---------- RECORDED DATA ----------
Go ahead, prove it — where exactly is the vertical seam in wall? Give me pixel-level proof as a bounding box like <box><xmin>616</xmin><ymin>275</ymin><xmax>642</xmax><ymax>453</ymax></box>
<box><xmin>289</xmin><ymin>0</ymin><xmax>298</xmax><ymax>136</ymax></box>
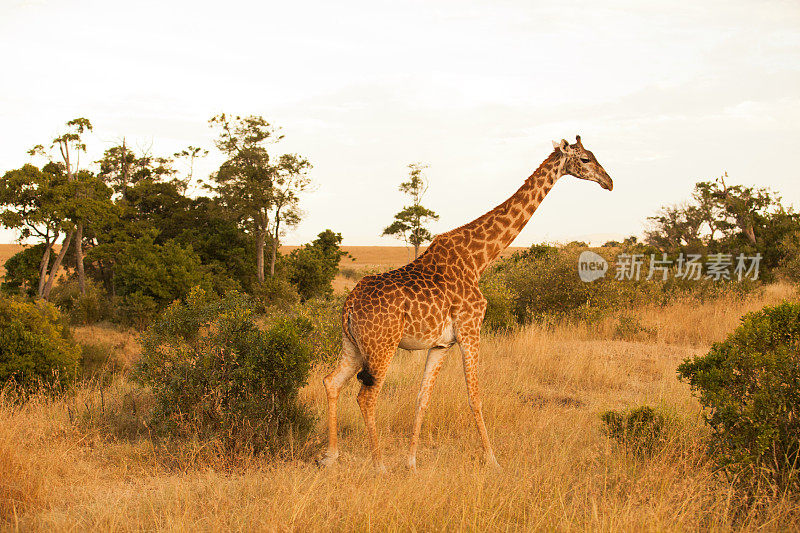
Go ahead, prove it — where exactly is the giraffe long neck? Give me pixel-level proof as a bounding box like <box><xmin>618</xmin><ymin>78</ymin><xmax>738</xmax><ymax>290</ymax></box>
----------
---------- RECORDED DATA ----------
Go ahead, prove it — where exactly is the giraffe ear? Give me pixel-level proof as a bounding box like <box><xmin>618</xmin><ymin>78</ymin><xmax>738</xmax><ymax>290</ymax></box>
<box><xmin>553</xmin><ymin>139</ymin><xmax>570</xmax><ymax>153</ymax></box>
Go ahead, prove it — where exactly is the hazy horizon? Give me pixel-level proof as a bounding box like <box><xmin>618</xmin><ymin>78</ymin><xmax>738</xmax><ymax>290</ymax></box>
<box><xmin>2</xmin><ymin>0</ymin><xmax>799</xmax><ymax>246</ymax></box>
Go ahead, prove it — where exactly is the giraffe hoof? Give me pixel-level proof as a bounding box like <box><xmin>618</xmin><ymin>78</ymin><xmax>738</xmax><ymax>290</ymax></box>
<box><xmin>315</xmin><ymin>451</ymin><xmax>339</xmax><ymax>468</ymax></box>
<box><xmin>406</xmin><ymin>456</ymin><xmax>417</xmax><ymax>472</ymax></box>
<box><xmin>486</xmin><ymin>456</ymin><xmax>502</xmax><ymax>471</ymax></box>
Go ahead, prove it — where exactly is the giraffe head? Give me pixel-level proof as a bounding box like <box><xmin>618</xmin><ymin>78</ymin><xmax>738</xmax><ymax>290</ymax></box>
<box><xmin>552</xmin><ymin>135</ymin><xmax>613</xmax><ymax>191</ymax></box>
----------
### AIM OF THE EXERCISE
In the listing above, find the line with "Go ahead, prove it — where exactly is the vertical" and the line with "Go ahead, prove it — where exactly is the giraffe long". Set down exactly those lines and everything between them, skipping pictures.

### EXERCISE RESPONSE
Go ahead, prove it — where exactly is the vertical seam in wall? Give me pixel-level proof as a bounding box like <box><xmin>616</xmin><ymin>275</ymin><xmax>642</xmax><ymax>453</ymax></box>
<box><xmin>289</xmin><ymin>0</ymin><xmax>298</xmax><ymax>136</ymax></box>
Go ahead, prove it — where exactly is the giraffe long neck? Give me pixel-level proof as a bounding box like <box><xmin>618</xmin><ymin>78</ymin><xmax>738</xmax><ymax>290</ymax></box>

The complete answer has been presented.